## ACTION ITEM
Your task is to retype every entry exactly, omitting nothing.

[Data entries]
_ _ _

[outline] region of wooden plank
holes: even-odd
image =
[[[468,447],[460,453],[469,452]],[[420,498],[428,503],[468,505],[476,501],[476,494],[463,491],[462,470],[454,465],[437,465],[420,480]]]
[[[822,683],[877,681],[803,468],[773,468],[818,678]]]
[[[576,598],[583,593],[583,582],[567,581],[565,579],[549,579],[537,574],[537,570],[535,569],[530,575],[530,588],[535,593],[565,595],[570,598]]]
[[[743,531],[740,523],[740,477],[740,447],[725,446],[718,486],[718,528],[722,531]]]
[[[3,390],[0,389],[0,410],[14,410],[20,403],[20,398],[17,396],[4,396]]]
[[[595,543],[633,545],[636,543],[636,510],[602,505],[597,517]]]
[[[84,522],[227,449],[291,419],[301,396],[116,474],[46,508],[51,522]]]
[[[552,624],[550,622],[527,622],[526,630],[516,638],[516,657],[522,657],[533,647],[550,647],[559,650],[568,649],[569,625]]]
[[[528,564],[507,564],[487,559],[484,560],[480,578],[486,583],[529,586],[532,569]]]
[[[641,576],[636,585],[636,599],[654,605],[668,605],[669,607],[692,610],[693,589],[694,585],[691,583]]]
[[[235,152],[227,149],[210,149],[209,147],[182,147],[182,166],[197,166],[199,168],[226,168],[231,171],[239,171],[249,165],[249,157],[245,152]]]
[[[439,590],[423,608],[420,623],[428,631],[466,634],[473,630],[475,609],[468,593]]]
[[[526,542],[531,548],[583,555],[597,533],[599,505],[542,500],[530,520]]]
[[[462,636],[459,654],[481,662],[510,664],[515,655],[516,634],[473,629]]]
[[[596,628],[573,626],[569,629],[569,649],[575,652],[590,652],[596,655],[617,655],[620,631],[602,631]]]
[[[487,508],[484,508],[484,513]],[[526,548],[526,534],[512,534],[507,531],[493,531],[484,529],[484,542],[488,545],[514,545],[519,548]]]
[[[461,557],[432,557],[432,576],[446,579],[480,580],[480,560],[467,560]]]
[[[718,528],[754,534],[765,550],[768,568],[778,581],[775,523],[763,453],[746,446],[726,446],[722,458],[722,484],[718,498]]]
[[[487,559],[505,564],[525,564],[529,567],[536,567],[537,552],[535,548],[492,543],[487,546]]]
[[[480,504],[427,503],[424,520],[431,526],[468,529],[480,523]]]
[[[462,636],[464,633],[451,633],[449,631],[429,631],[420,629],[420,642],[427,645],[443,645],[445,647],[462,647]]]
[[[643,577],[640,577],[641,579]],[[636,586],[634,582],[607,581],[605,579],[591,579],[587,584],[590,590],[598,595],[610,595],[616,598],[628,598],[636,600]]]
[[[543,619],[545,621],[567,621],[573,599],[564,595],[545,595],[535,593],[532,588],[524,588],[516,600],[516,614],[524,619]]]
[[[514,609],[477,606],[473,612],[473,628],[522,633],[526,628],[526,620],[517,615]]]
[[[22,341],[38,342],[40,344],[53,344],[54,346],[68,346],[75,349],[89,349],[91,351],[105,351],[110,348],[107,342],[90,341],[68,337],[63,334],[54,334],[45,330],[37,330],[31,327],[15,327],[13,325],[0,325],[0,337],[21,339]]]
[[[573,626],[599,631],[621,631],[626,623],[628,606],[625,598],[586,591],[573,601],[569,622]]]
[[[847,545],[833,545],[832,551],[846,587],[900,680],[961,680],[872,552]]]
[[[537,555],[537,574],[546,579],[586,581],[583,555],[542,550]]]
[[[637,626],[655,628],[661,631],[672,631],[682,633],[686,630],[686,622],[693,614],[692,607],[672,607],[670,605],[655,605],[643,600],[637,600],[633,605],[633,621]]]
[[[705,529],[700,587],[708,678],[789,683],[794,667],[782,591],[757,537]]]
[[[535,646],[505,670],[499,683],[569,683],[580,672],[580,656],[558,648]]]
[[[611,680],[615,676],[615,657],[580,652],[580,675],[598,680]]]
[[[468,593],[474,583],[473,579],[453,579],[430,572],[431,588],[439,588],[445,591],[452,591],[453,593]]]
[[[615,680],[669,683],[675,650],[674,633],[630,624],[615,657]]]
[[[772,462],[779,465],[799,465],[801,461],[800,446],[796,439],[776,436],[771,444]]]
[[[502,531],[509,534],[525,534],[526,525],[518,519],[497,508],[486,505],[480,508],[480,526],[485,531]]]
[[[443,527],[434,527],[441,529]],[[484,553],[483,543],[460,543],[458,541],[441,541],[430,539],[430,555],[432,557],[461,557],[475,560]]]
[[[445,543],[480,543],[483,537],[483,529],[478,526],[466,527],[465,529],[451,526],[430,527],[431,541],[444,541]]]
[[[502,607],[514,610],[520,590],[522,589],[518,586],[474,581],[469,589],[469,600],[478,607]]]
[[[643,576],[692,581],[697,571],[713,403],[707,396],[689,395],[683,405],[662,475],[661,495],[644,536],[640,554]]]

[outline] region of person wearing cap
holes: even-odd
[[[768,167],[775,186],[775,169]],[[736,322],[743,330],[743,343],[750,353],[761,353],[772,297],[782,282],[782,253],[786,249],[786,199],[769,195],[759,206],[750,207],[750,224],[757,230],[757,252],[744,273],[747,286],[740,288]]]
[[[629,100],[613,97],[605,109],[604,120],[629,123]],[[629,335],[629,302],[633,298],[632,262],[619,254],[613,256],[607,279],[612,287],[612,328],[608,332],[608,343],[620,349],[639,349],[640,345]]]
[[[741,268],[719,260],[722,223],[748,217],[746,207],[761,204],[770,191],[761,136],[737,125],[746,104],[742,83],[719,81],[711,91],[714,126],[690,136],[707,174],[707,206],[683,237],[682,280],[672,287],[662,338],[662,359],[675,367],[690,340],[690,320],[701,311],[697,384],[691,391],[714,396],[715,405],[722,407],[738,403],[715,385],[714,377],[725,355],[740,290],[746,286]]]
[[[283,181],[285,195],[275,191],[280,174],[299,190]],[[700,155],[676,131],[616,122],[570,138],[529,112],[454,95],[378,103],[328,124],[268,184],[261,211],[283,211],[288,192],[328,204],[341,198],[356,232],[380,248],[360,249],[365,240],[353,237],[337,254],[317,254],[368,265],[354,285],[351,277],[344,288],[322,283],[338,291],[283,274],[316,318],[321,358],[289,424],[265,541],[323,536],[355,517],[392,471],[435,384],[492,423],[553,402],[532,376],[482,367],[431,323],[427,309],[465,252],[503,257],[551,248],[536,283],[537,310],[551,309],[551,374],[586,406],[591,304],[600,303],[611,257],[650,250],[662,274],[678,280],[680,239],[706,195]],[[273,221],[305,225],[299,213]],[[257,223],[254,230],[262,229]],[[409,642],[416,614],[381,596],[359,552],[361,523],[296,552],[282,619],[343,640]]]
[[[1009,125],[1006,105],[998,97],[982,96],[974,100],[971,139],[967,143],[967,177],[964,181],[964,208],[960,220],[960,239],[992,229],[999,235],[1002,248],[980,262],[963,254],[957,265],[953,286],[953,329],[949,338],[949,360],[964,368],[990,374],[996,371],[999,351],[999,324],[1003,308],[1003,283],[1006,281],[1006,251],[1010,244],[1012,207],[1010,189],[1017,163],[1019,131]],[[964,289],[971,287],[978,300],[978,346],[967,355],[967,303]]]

_ _ _

## FINISHED TASK
[outline] region of wooden plank
holes: even-odd
image =
[[[468,447],[460,453],[469,452]],[[420,498],[428,503],[468,505],[476,501],[476,494],[463,491],[462,470],[454,465],[437,465],[420,480]]]
[[[822,683],[877,681],[803,468],[773,468],[818,678]]]
[[[576,598],[583,593],[583,582],[567,581],[565,579],[549,579],[537,574],[537,570],[535,569],[530,575],[530,588],[535,593],[565,595],[570,598]]]
[[[743,531],[740,523],[740,477],[740,447],[725,446],[718,486],[718,528],[722,531]]]
[[[3,390],[0,389],[0,410],[14,410],[20,403],[20,398],[17,396],[4,396]]]
[[[595,543],[633,545],[636,543],[636,510],[602,505],[597,517]]]
[[[84,522],[227,449],[291,419],[301,396],[116,474],[46,508],[51,522]]]
[[[552,624],[550,622],[527,622],[526,630],[516,638],[516,657],[522,657],[533,647],[550,647],[559,650],[568,649],[569,625]]]
[[[528,564],[507,564],[487,559],[484,560],[480,578],[486,583],[529,586],[532,569]]]
[[[641,576],[636,585],[636,599],[654,605],[668,605],[669,607],[692,610],[693,589],[694,585],[691,583]]]
[[[235,152],[227,149],[210,149],[209,147],[182,147],[182,166],[197,166],[199,168],[226,168],[231,171],[239,171],[249,165],[249,157],[245,152]]]
[[[439,590],[423,608],[420,623],[428,631],[466,634],[473,630],[475,609],[468,593]]]
[[[526,542],[531,548],[583,555],[597,533],[599,505],[542,500],[530,520]]]
[[[462,636],[459,654],[481,662],[510,664],[515,655],[516,634],[473,629]]]
[[[596,628],[573,626],[569,629],[569,649],[575,652],[590,652],[596,655],[617,655],[620,631],[602,631]]]
[[[487,508],[484,508],[484,513]],[[526,548],[526,534],[512,534],[507,531],[493,531],[484,529],[484,542],[488,545],[514,545],[519,548]]]
[[[461,557],[432,557],[432,576],[446,579],[480,580],[480,560],[467,560]]]
[[[718,528],[754,534],[765,550],[768,568],[778,581],[775,523],[763,453],[746,446],[726,446],[722,458],[722,484],[718,498]]]
[[[487,559],[505,564],[525,564],[529,567],[536,567],[537,552],[535,548],[492,543],[487,546]]]
[[[480,504],[427,503],[424,520],[431,526],[468,529],[480,523]]]
[[[462,636],[464,633],[451,633],[449,631],[429,631],[420,629],[420,642],[427,645],[443,645],[445,647],[462,647]]]
[[[643,577],[640,577],[641,579]],[[636,586],[634,582],[607,581],[605,579],[591,579],[587,584],[590,590],[598,595],[610,595],[616,598],[628,598],[636,600]]]
[[[543,619],[545,621],[567,621],[573,599],[564,595],[545,595],[535,593],[532,588],[524,588],[516,600],[516,614],[524,619]]]
[[[514,609],[477,606],[473,612],[473,628],[522,633],[526,628],[526,620],[517,615]]]
[[[22,341],[38,342],[40,344],[53,344],[54,346],[68,346],[75,349],[89,349],[91,351],[105,351],[110,348],[107,342],[90,341],[68,337],[63,334],[54,334],[45,330],[37,330],[31,327],[15,327],[13,325],[0,325],[0,337],[21,339]]]
[[[573,626],[599,631],[621,631],[626,623],[628,606],[625,598],[586,591],[573,601],[569,622]]]
[[[847,545],[833,545],[832,551],[846,587],[900,680],[961,680],[872,552]]]
[[[537,555],[537,574],[546,579],[586,581],[583,555],[542,550]]]
[[[637,626],[655,628],[661,631],[672,631],[682,633],[686,630],[686,622],[693,614],[692,607],[672,607],[670,605],[655,605],[643,600],[637,600],[633,605],[633,621]]]
[[[705,529],[700,587],[708,678],[789,683],[794,667],[782,591],[757,537]]]
[[[535,646],[505,670],[499,683],[569,683],[580,672],[580,656],[558,648]]]
[[[611,680],[615,676],[615,657],[580,652],[580,675],[598,680]]]
[[[468,593],[474,583],[473,579],[453,579],[430,572],[431,588],[439,588],[445,591],[452,591],[453,593]]]
[[[615,680],[669,683],[675,650],[674,633],[630,624],[615,657]]]
[[[772,462],[779,465],[799,465],[801,461],[800,446],[796,439],[776,436],[771,444]]]
[[[502,531],[509,534],[525,534],[526,525],[518,519],[497,508],[486,505],[480,508],[480,526],[485,531]]]
[[[443,527],[434,527],[441,529]],[[484,553],[483,543],[460,543],[458,541],[441,541],[430,539],[430,555],[432,557],[461,557],[475,560]]]
[[[445,543],[480,543],[483,537],[483,529],[478,526],[466,527],[465,529],[451,526],[430,527],[431,541],[444,541]]]
[[[502,607],[514,610],[520,590],[522,589],[518,586],[474,581],[469,589],[469,600],[478,607]]]
[[[643,576],[692,581],[697,571],[713,403],[707,396],[689,395],[683,405],[662,475],[661,495],[644,536],[640,554]]]

[outline] region of person wearing cap
holes: even-odd
[[[768,167],[775,186],[775,169]],[[736,322],[743,330],[743,343],[750,353],[761,353],[772,297],[782,282],[782,253],[786,249],[786,199],[769,195],[759,206],[750,207],[750,224],[757,230],[757,252],[744,273],[747,286],[740,288]]]
[[[629,100],[613,97],[605,109],[604,120],[629,123]],[[629,335],[629,302],[633,298],[632,262],[619,254],[613,256],[607,279],[612,287],[612,328],[608,332],[608,343],[620,349],[639,349],[640,345]]]
[[[741,268],[719,260],[722,223],[748,217],[746,207],[761,204],[770,191],[761,136],[737,125],[746,104],[742,83],[719,81],[711,91],[714,126],[690,136],[707,174],[707,206],[683,237],[682,280],[672,287],[662,338],[662,359],[675,367],[690,340],[690,320],[701,311],[697,384],[691,391],[714,396],[715,405],[722,407],[738,403],[715,385],[714,377],[725,355],[740,290],[746,286]]]
[[[283,181],[285,195],[275,191],[280,174],[299,190]],[[700,155],[676,131],[616,122],[570,138],[529,112],[454,95],[378,103],[328,124],[268,184],[261,211],[283,211],[288,192],[328,204],[341,198],[356,232],[380,248],[360,249],[365,240],[353,237],[337,254],[317,254],[368,265],[354,285],[351,277],[344,288],[322,283],[338,291],[283,274],[316,318],[321,358],[289,424],[265,541],[323,536],[355,517],[392,471],[435,384],[492,423],[553,402],[532,376],[482,367],[431,323],[427,309],[465,252],[503,257],[551,248],[536,283],[537,310],[551,309],[551,374],[586,406],[591,304],[600,303],[611,257],[650,250],[662,274],[678,280],[680,239],[706,195]],[[273,221],[305,225],[299,213]],[[257,223],[254,230],[262,229]],[[409,642],[416,614],[381,596],[359,552],[361,523],[296,552],[282,619],[343,640]]]
[[[1009,125],[1006,105],[998,97],[982,96],[974,100],[971,139],[967,143],[967,177],[964,181],[964,208],[960,220],[960,239],[992,229],[999,235],[1002,248],[980,262],[963,254],[957,265],[953,286],[953,329],[949,338],[949,360],[964,368],[990,374],[996,371],[999,351],[999,324],[1003,308],[1003,283],[1006,281],[1006,251],[1010,244],[1012,207],[1010,189],[1017,163],[1019,131]],[[964,289],[971,287],[978,300],[978,346],[967,355],[967,303]]]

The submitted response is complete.